Recorded data:
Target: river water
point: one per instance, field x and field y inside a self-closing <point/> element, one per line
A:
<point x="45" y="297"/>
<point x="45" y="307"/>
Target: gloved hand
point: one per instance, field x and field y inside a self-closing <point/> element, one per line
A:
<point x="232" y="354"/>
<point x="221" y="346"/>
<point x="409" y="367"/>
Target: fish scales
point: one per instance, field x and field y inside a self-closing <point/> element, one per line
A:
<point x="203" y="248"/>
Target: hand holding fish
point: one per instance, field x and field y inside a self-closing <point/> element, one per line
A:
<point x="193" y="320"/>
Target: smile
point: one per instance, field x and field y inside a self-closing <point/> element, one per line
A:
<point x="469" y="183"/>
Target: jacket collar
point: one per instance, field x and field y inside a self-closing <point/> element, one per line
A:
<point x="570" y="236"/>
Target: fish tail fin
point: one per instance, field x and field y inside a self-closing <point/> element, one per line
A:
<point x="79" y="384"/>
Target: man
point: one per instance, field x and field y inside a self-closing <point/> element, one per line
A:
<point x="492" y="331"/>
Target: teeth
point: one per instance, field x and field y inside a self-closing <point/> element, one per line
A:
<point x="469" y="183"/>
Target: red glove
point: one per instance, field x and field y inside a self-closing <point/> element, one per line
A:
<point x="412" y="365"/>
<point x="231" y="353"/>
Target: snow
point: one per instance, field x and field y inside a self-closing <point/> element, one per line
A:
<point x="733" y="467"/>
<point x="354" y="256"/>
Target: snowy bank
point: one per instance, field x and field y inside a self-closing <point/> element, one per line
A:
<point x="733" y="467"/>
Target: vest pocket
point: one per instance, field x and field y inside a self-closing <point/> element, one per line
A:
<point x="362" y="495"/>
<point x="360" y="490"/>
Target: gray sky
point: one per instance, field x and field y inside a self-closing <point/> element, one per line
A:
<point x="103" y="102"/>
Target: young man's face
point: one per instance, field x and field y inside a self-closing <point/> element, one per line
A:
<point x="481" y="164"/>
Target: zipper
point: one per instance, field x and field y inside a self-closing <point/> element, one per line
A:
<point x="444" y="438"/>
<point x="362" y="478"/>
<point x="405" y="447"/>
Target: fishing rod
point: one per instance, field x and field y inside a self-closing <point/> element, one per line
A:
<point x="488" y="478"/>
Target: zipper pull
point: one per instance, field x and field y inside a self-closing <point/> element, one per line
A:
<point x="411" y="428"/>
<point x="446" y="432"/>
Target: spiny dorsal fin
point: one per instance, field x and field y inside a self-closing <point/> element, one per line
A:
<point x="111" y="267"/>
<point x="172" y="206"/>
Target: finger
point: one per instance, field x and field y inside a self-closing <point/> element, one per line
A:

AIM OF THE EXERCISE => The first line of the entries above marks where to begin; repeat each line exactly through the one that contains "Target: hand holding fish", and include that line.

RESPONSE TO THIS TASK =>
Target: river water
point: one per instance, field x and field y inside a self-closing <point/> element, one per line
A:
<point x="45" y="297"/>
<point x="45" y="307"/>
Target: gloved hand
point: one per instance, field x and field y inside a self-closing <point/> element, one per line
A:
<point x="232" y="354"/>
<point x="221" y="346"/>
<point x="409" y="367"/>
Target: fish scales
point: one per instance, field x and field y inside a self-closing <point/> element, one per line
A:
<point x="203" y="248"/>
Target: hand holding fish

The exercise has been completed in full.